▶ **GIVEN PROBLEM**: Copy out the data from the line with "Teacher note: locate the center" through the line with "(1188, 754)", keeping every line, and shift each point coordinate given as an answer up by 48. Leave all other numbers unchanged.

——————

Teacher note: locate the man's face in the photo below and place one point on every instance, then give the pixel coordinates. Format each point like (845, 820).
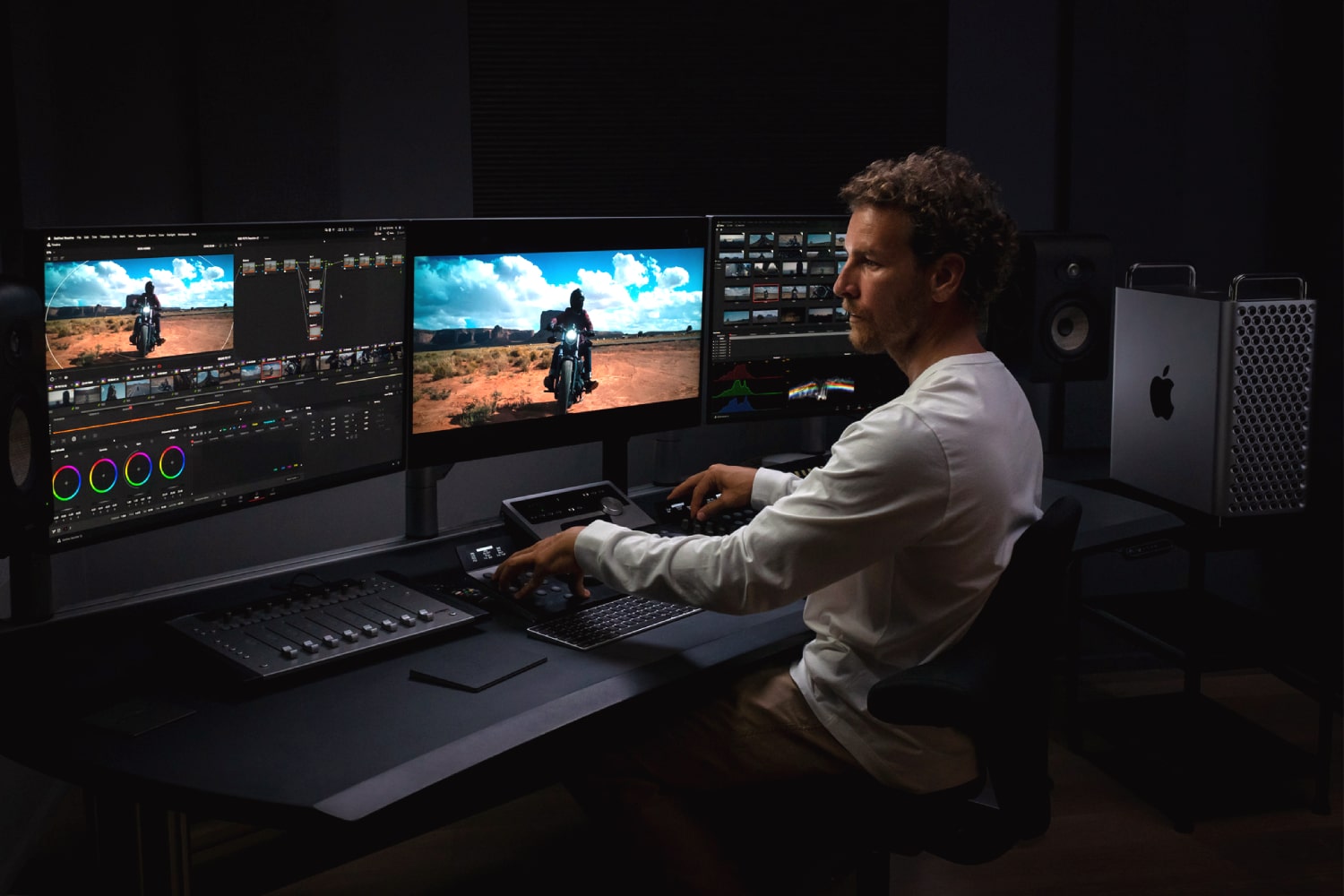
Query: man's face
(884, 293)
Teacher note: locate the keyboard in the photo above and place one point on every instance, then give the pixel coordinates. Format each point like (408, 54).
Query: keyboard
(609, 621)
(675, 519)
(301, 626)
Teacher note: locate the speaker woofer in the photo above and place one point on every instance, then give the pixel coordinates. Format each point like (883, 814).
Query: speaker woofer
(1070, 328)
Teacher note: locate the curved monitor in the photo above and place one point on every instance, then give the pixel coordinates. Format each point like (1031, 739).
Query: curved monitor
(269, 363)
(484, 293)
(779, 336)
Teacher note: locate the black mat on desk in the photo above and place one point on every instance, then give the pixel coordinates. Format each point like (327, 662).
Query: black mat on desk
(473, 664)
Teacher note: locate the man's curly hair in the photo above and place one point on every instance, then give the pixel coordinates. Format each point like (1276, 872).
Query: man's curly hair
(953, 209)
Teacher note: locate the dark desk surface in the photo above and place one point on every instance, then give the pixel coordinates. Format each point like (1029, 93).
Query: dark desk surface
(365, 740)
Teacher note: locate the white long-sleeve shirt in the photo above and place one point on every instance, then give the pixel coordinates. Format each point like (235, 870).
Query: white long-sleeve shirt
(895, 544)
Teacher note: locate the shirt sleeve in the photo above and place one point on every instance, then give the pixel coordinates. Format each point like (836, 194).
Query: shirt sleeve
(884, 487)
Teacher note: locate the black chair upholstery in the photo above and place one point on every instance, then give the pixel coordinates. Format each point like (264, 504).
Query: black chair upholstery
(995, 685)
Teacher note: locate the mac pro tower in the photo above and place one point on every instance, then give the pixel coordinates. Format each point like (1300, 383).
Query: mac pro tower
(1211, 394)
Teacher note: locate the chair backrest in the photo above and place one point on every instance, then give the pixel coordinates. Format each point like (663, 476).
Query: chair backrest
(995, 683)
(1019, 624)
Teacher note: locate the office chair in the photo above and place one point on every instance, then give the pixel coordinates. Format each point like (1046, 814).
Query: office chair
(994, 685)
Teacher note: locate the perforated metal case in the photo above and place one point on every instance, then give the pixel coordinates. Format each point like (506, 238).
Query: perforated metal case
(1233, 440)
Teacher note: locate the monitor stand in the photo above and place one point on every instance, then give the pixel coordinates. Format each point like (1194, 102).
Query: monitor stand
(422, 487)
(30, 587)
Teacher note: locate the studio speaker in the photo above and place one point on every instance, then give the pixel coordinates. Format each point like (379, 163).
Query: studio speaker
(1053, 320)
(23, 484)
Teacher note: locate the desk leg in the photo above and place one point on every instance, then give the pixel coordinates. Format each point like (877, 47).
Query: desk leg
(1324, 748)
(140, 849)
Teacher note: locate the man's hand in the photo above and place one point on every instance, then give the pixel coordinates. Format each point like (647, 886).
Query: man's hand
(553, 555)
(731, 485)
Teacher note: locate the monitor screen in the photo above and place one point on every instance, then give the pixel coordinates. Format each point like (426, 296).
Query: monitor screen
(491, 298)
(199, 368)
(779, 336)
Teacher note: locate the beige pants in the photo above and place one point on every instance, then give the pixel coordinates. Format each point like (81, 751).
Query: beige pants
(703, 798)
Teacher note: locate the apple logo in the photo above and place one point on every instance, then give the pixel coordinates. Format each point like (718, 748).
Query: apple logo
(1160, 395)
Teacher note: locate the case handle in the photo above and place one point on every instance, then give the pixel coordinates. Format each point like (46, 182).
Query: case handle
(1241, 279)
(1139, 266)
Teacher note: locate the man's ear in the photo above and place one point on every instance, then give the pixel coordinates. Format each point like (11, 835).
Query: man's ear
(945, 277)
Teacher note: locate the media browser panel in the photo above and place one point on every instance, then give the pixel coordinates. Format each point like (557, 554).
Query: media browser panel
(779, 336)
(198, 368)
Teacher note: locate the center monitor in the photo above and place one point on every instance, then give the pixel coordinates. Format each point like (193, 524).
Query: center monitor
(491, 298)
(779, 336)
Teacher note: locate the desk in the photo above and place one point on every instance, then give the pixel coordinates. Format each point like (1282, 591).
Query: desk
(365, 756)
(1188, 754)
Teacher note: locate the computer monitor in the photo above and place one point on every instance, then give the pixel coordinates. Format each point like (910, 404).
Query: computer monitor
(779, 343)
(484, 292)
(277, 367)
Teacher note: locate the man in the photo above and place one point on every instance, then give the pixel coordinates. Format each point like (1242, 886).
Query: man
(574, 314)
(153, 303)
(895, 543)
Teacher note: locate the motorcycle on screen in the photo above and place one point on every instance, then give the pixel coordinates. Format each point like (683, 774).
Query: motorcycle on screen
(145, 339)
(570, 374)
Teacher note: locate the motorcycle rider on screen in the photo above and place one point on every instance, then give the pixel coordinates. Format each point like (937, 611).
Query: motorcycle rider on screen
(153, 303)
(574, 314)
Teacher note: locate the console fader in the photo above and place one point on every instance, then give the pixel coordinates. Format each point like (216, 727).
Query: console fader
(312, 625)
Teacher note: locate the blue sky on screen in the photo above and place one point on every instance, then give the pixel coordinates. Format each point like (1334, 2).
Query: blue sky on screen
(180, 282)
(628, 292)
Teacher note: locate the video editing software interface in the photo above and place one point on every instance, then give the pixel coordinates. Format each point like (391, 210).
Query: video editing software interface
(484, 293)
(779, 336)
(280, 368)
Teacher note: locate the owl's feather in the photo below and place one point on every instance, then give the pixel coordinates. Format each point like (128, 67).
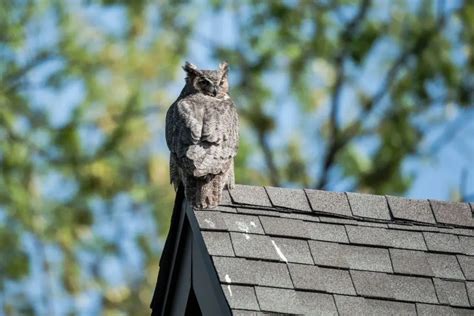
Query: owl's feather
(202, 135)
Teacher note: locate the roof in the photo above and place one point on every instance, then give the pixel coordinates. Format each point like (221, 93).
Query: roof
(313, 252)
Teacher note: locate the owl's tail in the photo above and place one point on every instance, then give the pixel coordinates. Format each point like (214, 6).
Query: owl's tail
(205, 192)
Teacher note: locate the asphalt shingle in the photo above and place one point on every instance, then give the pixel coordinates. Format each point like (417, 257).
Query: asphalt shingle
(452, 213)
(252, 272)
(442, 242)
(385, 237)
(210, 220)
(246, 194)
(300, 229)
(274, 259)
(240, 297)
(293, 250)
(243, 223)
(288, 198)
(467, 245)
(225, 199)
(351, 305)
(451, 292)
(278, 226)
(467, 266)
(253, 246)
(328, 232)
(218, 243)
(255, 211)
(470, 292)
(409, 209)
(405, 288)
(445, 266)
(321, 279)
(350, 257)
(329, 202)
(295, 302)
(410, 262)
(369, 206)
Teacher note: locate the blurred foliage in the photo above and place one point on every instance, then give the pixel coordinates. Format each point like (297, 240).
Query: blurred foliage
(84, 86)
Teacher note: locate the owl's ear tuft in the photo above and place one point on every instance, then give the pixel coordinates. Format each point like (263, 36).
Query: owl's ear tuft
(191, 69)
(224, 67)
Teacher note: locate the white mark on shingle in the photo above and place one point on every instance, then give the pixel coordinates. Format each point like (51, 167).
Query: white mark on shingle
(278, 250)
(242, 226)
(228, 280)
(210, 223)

——————

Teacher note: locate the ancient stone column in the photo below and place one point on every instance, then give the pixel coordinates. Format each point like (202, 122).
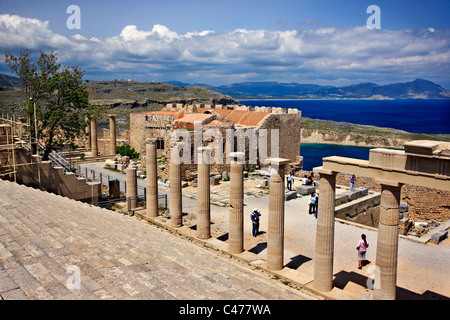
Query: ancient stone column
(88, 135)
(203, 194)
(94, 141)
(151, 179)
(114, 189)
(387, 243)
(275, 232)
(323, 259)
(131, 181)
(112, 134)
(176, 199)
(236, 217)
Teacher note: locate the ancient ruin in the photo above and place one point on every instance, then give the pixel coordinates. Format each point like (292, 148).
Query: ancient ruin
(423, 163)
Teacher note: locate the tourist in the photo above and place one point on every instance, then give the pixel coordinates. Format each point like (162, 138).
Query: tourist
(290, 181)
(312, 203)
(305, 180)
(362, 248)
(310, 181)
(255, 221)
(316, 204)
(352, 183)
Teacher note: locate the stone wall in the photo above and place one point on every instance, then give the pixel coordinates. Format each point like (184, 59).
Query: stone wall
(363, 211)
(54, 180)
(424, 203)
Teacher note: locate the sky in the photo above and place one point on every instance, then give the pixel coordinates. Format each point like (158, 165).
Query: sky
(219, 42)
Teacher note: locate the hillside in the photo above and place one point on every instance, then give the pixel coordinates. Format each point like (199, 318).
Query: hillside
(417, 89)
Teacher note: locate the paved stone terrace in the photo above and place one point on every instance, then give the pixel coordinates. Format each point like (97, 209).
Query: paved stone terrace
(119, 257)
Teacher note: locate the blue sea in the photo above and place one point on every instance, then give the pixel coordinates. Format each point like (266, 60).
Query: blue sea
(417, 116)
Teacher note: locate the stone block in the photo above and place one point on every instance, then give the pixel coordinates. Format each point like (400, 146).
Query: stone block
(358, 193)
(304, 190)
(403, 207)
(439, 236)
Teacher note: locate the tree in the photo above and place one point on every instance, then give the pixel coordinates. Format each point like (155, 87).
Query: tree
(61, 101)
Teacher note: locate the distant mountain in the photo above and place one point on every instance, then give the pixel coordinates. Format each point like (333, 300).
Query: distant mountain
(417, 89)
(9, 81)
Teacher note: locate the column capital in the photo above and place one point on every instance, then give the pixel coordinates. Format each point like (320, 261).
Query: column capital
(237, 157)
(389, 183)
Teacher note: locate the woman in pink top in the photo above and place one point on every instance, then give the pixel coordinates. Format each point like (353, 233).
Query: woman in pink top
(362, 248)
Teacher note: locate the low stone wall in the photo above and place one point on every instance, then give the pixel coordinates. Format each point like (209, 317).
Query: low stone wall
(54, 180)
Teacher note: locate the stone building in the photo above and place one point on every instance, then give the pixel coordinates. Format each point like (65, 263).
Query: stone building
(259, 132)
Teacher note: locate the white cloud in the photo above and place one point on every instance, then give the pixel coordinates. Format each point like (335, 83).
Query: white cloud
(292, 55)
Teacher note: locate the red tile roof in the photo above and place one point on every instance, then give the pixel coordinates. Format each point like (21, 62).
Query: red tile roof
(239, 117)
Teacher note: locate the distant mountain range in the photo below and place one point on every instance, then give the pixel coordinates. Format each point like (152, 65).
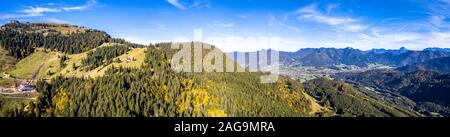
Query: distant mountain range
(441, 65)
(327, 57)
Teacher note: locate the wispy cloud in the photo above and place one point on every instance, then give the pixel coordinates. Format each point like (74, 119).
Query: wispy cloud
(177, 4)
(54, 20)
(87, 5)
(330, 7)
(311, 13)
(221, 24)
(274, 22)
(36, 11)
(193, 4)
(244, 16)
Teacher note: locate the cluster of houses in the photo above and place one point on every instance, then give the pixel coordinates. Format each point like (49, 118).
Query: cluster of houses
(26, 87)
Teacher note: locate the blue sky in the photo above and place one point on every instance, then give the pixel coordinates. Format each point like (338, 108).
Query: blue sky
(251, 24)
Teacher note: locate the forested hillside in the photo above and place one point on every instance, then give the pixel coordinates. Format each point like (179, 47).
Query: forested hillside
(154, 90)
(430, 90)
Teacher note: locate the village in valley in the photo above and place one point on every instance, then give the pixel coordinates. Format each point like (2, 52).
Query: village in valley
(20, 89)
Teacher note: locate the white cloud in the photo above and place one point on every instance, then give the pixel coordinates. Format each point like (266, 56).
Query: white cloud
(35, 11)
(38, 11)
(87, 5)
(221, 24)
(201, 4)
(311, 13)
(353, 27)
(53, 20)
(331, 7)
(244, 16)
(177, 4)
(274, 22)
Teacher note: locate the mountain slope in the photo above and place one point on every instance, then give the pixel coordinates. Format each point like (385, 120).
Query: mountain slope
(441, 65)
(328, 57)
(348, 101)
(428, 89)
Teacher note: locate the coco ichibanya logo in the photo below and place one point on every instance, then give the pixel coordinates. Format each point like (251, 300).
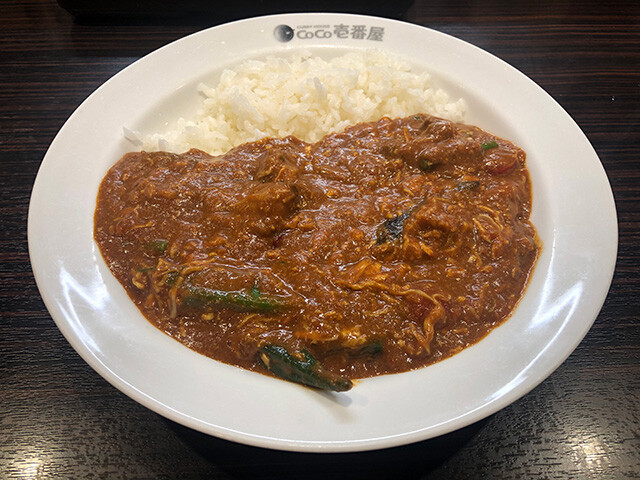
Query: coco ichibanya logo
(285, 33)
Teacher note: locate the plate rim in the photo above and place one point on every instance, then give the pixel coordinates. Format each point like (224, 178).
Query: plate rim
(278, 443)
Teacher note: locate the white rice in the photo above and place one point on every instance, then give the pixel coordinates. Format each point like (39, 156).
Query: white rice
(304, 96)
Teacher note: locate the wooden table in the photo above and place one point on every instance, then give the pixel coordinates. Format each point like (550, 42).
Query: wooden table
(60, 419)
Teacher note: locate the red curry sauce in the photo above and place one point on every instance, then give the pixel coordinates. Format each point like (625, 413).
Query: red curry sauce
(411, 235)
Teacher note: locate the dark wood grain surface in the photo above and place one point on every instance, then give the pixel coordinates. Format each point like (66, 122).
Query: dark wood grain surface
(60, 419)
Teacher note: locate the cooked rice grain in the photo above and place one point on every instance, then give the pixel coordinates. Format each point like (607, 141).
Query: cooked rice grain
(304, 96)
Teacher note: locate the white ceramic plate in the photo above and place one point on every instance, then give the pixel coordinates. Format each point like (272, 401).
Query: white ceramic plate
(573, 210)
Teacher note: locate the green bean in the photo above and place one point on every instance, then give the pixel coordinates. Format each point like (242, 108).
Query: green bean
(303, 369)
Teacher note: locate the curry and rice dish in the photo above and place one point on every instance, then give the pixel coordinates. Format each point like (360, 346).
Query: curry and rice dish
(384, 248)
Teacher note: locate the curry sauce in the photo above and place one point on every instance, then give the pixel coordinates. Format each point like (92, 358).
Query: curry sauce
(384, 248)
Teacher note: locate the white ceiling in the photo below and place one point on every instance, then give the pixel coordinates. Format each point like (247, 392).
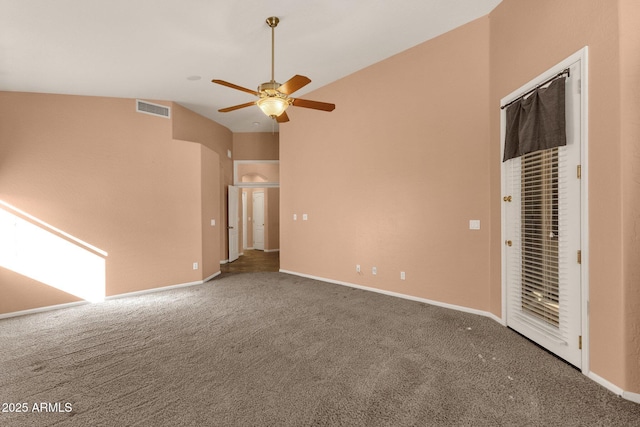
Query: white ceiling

——————

▶ **RESPONSE**:
Teacher note: locate the center monitor in the photo above and place one point on every instance, then give the pixel coordinates. Format each point like (193, 524).
Query: center monitor
(539, 346)
(827, 384)
Teacher note: locate the desk in the photo above and place one point on every instance, then give the pixel coordinates. Format each point like (1282, 591).
Query: desk
(413, 804)
(1236, 802)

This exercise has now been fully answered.